== What you are asked to do ==
Find each line in the listing that contains the word "crab" and copy those lines. Matching is case-sensitive.
**** Recorded information ****
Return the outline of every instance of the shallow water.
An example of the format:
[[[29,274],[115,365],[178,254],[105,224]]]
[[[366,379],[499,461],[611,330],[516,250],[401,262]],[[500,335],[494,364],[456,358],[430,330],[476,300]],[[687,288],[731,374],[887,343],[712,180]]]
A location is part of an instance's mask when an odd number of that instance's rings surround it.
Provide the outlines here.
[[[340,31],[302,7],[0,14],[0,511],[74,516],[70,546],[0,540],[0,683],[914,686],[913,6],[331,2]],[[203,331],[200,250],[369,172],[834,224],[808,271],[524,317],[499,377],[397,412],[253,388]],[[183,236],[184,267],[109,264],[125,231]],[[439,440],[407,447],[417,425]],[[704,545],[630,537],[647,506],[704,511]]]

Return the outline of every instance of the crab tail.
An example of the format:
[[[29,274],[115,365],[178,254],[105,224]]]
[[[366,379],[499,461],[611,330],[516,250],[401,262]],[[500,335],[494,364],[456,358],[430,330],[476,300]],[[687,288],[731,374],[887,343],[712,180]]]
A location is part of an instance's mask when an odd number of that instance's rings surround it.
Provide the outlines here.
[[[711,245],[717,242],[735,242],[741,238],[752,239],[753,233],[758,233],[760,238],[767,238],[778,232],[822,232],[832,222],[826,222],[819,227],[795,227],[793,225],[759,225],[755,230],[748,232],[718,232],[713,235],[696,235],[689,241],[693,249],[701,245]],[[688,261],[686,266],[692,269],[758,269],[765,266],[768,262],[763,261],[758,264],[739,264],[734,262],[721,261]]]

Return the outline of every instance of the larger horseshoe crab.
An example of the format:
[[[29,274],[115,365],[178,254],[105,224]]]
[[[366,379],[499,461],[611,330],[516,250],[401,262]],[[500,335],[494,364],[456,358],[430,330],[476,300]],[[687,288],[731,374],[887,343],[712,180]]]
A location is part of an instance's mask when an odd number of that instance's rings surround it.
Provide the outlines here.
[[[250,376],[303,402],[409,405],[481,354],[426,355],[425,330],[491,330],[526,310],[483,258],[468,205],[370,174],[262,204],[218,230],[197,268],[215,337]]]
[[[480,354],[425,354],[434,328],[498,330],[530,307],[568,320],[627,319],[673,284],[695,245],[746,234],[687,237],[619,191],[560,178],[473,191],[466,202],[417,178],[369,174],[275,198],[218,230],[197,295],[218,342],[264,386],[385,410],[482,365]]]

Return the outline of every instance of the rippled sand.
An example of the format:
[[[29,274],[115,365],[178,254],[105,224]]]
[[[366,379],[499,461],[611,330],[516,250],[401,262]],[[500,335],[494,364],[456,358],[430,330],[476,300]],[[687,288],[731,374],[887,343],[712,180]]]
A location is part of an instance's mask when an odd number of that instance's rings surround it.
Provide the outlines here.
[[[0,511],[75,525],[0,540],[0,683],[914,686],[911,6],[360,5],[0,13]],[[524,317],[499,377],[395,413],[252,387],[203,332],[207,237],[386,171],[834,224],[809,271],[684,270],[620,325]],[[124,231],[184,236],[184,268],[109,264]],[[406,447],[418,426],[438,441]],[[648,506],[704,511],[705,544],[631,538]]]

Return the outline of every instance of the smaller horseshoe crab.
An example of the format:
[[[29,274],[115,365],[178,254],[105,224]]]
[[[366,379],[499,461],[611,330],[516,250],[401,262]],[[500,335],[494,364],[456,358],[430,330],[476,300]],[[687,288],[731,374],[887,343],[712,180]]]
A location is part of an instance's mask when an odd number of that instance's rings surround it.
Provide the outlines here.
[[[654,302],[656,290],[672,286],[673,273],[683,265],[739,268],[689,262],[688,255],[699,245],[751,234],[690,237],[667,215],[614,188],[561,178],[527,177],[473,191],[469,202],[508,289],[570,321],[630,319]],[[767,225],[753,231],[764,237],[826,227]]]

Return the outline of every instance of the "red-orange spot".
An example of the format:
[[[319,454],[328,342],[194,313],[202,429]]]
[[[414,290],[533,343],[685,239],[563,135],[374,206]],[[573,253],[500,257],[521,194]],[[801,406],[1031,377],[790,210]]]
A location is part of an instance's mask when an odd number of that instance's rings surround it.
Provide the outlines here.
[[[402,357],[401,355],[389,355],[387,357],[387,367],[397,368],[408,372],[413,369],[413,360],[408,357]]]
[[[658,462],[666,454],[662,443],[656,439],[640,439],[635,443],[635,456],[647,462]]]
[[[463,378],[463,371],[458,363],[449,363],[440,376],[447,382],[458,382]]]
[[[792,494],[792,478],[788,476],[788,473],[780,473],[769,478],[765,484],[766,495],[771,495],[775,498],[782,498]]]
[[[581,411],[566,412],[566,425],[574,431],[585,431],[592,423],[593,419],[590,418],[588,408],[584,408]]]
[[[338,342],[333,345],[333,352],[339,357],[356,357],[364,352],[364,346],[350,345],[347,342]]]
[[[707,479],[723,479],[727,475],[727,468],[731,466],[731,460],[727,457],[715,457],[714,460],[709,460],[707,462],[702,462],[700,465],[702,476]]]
****
== Exercise solution ==
Return the outline of every instance of the crab tail.
Return the outline of every instance of the larger horseshoe crab.
Return the outline of every instance of the smaller horseshoe crab.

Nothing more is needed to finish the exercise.